# [Document section]
┄┄┄┄┄┄┄┄┄┄┄┄┄┄┄┄┄┄┄┄
In an interview with EE Times, Zach Littlesenior director of hardware and firmware development at Argo AI, described Argo lidar as “unique.” He cited three factors: the use of a wavelength above 1400nm, a single photon, and a 360-degree horizontal field of view.

A single photon generated by Argo’s Geiger-mode lidars is critical to sensing objects with low reflectivity, according to Argo. Operating at higher wavelength, above 1400nm, gives longer range and higher resolution.

A full field of view is also important, added Little. While Argo’s lidar is a ToF flash lidar, it sits on top of a mechanically rotating pedestal, giving it a 360-degree horizontal field of view.

To Argo’s credit, the company isn’t pitching its lidar as a panacea. Little acknowledged compromises are inherent in the technology. In his opinion, in developing lidars, it is vital that the self-driving car’s perception team know exactly the perception problems it wants a lidar to solve, as well as the tradeoffs necessary to the solution.

Dark targets

It turns out that detecting dark targets, like black cars, is a challenge for most lidars.

For example, if the target is a white car, 80 percent of the light hit by a lidar will come back. “But there are dark cars in the market that less than 1% of the light comes back,” said Little.

That got Argo thinking of what happens in an unprotected left turn and you want to see if there’s a car coming. “Being able to see a 10 percent target at 200 meters wouldn’t help you,” he said. In developing its lidar, Argo’s team determined that its lidar should be able to see dark targets even when those targets are still farther up the road.

Pierrick Boulay, market and technology analyst at Yole Développement (Lyon, France), told EE Times, “Reflectivity of object is key for all lidar manufacturers. This is linked to the detection range.” But using “single photon detection,” as in Argo’s lidar, could “improve the detection, even for low reflectivity objects,” he added.

A case in point is a demo carried out at the 2019 Frankfurt Motor Show. BMW painted its X6 “Vantablack” which has reflectivity around 1 percent, said Boulay. “Ouster tested its lidar on this car. The outcome [in its PR stunt] was that the lidar still saw the car, but the detection range was reduced.”

(Source: Argo AI)

Why go above 1400nm?
The use of wavelength above 1400nm in Argo’s lidar also contributes to its ability to see dark targets. Higher wavelength is “the biggest knob you have to determine how much [light] you can get back off the target,” explained Little.

The majority of lidar makers are using 905nm, but 1550nm is “gaining momentum today,” observed Boulay.

Longer wavelengths are in the works at Luminar, AEye, Cruise, Baraja, Aurora (previously Blackmore), Scantinel Photonics (Ulm, Germany), Innovusion (Sunnyvale, Calif.), or SiLC (Monrovia, Calif.), he noted, although the list isn’t exhaustive. Boulay sees that 1550nm will be increasingly deployed for lidars using silicon photonics.
┄┄┄┄┄┄┄┄┄┄┄┄┄┄┄┄┄┄┄┄
# [Given task]
Retype the passage of the lidar article between "A single photon generated" and "it a 360-degree horizontal field of view.", inclusive. The material has no connection to the lidar article.
┄┄┄┄┄┄┄┄┄┄┄┄┄┄┄┄┄┄┄┄
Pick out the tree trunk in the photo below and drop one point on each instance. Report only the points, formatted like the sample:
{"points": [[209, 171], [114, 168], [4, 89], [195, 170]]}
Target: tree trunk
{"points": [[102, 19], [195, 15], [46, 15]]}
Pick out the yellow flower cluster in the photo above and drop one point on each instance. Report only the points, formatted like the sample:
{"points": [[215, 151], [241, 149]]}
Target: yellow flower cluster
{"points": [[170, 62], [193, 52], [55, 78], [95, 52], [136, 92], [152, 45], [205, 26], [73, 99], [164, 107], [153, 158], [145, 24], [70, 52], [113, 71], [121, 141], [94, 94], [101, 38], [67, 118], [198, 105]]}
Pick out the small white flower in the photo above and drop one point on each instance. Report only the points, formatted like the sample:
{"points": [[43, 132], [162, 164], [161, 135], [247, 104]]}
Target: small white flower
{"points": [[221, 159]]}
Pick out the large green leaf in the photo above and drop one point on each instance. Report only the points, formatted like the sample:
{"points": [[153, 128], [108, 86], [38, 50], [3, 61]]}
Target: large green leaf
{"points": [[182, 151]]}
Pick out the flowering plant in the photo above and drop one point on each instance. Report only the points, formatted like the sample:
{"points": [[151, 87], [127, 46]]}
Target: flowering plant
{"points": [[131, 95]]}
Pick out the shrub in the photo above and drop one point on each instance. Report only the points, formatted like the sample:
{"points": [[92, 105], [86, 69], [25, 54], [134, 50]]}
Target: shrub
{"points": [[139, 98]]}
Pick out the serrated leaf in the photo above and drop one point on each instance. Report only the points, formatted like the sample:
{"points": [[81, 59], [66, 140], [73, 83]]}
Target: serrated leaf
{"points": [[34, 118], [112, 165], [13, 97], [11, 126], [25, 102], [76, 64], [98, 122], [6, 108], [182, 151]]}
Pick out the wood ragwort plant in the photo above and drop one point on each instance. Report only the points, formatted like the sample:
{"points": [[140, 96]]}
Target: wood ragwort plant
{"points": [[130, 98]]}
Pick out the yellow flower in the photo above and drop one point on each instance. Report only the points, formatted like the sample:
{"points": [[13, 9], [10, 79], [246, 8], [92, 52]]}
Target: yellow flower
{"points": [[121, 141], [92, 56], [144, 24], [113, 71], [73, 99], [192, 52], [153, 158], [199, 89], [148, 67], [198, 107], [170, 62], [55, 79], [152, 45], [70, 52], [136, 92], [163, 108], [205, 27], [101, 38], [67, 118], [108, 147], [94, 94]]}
┄┄┄┄┄┄┄┄┄┄┄┄┄┄┄┄┄┄┄┄
# [Written answer]
A single photon generated by Argo’s Geiger-mode lidars is critical to sensing objects with low reflectivity, according to Argo. Operating at higher wavelength, above 1400nm, gives longer range and higher resolution.

A full field of view is also important, added Little. While Argo’s lidar is a ToF flash lidar, it sits on top of a mechanically rotating pedestal, giving it a 360-degree horizontal field of view.